Task prompt:
Rewrite the data below, changing every "thickest part" to "widest part" and leaving everything else the same.

------ Information shown ------

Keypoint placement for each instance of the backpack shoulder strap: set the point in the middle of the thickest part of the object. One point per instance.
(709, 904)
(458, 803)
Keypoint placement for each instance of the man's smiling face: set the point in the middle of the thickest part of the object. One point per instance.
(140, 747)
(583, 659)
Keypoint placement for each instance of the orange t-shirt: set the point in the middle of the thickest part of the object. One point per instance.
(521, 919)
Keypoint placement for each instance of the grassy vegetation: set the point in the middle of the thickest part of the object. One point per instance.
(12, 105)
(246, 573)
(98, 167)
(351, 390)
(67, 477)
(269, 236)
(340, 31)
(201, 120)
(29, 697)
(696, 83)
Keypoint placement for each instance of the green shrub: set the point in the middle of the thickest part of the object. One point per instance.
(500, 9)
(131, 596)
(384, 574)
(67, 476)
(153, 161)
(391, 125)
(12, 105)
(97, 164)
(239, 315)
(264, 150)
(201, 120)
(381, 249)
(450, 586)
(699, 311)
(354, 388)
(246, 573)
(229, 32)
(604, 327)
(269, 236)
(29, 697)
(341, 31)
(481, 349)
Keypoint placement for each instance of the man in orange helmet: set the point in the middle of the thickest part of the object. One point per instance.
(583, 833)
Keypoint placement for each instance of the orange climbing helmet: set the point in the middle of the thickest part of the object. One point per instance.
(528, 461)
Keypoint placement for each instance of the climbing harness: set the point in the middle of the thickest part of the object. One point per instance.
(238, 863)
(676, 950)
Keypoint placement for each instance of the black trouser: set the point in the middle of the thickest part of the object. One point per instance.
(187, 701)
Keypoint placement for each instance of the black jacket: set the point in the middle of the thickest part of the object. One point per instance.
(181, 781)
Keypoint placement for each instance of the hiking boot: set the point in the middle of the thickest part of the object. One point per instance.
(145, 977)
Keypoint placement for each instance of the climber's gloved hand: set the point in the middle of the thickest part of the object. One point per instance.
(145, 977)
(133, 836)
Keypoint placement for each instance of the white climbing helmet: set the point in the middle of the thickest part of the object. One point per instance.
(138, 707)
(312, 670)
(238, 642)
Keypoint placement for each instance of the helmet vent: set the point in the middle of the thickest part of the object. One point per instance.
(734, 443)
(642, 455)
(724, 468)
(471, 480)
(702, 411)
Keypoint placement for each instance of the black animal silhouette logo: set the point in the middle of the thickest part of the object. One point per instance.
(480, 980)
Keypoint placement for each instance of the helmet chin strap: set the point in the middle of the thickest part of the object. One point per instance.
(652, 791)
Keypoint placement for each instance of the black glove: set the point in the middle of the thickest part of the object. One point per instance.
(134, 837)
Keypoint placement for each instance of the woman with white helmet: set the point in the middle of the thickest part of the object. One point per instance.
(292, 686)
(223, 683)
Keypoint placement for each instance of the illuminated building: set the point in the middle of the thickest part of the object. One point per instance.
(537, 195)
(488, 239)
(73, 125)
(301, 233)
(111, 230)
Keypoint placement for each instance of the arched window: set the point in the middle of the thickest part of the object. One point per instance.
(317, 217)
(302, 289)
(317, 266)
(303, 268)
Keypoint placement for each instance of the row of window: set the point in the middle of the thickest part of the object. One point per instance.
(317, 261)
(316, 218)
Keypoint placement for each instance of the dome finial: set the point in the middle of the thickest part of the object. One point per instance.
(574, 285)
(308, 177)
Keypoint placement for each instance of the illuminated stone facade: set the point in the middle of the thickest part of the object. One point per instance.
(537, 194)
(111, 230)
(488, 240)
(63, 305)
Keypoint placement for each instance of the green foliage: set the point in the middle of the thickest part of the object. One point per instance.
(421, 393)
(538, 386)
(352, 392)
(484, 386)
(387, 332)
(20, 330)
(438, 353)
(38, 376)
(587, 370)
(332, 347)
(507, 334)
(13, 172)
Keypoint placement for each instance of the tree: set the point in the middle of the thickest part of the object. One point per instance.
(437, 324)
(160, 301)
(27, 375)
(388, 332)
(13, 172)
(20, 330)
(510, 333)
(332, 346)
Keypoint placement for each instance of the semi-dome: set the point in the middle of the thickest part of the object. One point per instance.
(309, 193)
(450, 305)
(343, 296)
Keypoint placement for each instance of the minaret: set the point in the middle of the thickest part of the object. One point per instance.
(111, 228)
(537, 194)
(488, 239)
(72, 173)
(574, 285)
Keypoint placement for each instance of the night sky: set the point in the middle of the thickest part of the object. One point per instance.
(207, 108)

------

Complete response:
Keypoint placement for each instance of the backpack shoulder strap: set the point in the middle of the widest part of the object. One point per instance.
(709, 904)
(458, 803)
Keypoint placement for each instance of the man's smiling face: set the point in the middle of the widest part of the object. One point per instance.
(140, 747)
(583, 659)
Keypoint placement for each instance of the orange t-shirt: set the point in the middle of the widest part of the object. One point per instance.
(521, 919)
Keypoint placement for each instance of the grassy vegetation: set the point in the middle of the widest part of the object. One point per instance.
(12, 105)
(246, 573)
(98, 167)
(351, 390)
(67, 477)
(269, 236)
(340, 31)
(201, 120)
(29, 697)
(696, 83)
Keypoint placement for each instance of the green shrub: set the point in the middle of the widest part of the object. One point per instance.
(500, 9)
(131, 596)
(384, 574)
(67, 476)
(153, 161)
(391, 125)
(12, 105)
(97, 164)
(239, 315)
(264, 150)
(201, 120)
(381, 249)
(450, 586)
(699, 311)
(354, 388)
(246, 573)
(229, 32)
(604, 327)
(269, 236)
(29, 697)
(341, 31)
(481, 349)
Keypoint placement for each instance of the man in orange helmet: set the point in the middle of the widest part of the object. One point per instance.
(583, 833)
Keypoint placement for each instance of the orange climbing helmet: set the point in the middle of the widest part of the object. One point per instance.
(528, 461)
Keypoint placement for each instance of the climbing harness: set the point in the middle of the widest part of the object. One point per instance.
(238, 863)
(676, 950)
Keypoint placement for each instance of the black trouser: set the point in the middle of the widest part of the object. One point per instance.
(187, 701)
Keypoint placement for each instance of the black jacket: set the point in the middle of the widest part of the object. One point per instance.
(181, 781)
Keypoint placement for each instance of the hiking boot: set the point in the middle of the widest part of the object. One point per instance.
(145, 977)
Keypoint placement for each instance of the climber's gloved hand: set the point in the middle of the widest part of the object. One point per instance.
(145, 977)
(133, 836)
Keypoint placement for each instance of the white climbing helmet: set the point in the middle of the widest part of the object. One point per instance.
(138, 707)
(312, 670)
(238, 642)
Keypoint placement for each instance of the helmet vent: set the point in the middle of the widest part of the object. One point per instance.
(734, 443)
(642, 455)
(724, 468)
(471, 480)
(702, 411)
Keypoint placement for each instance of the black animal silhouette logo: set the point in the middle of the widest part of the object. One point per instance.
(480, 980)
Keypoint placement for each instance of the helmet chin strap: set the point in the middle of the widest part of the object. One point per instance.
(652, 791)
Keypoint placement for each instance of the black glove: set the point in the middle of the widest part of the object. One point per instance.
(134, 837)
Keypoint placement for each instance of the woman with white helmet: set the point in the middle of the widest part of the object. One point per instance.
(292, 686)
(223, 683)
Keypoint placement for each instance of the illuminated building: set the point in the middle of the widest part of the object. One point per instance.
(537, 195)
(488, 239)
(73, 125)
(301, 233)
(111, 230)
Keypoint placement for each instance of the arched window: set the point in the middle of the widest part of the object. One point per instance.
(317, 217)
(302, 289)
(317, 266)
(303, 268)
Keypoint placement for each instance of the row of window: set the point in the middle of the widest part of the object. One point per instance.
(317, 261)
(316, 218)
Keypoint placement for each instance of the dome finial: set the point in the middle of the widest part of the object. One point per instance.
(574, 285)
(308, 177)
Keypoint placement for each instance of the illuminated stone facade: set the point in the middle of the widest part of the object. One point per instance.
(537, 194)
(111, 230)
(488, 240)
(63, 305)
Keypoint placement for each instance of the green foliage: set the point in the middle of the widest part of the object. One point per instance.
(421, 393)
(538, 386)
(352, 392)
(484, 386)
(387, 332)
(20, 330)
(438, 353)
(38, 376)
(587, 370)
(332, 347)
(507, 334)
(13, 172)
Keypoint placement for each instance of the tree: set the point in the middle of the widest part of the object. One point per instance.
(437, 324)
(160, 301)
(27, 375)
(388, 332)
(13, 172)
(20, 330)
(510, 333)
(332, 346)
Keypoint placement for each instance of the semi-dome: set the point in the middle of the widest part of the object. One point per instance.
(309, 193)
(450, 305)
(343, 296)
Keypoint placement for each instance of the minaret: set the point in the middle of the widest part of the object. One point per instance.
(111, 228)
(537, 194)
(488, 239)
(72, 173)
(574, 285)
Keypoint placement for each instance of the night sky: set the point in the middle of the widest part of the object. One point per instance.
(207, 108)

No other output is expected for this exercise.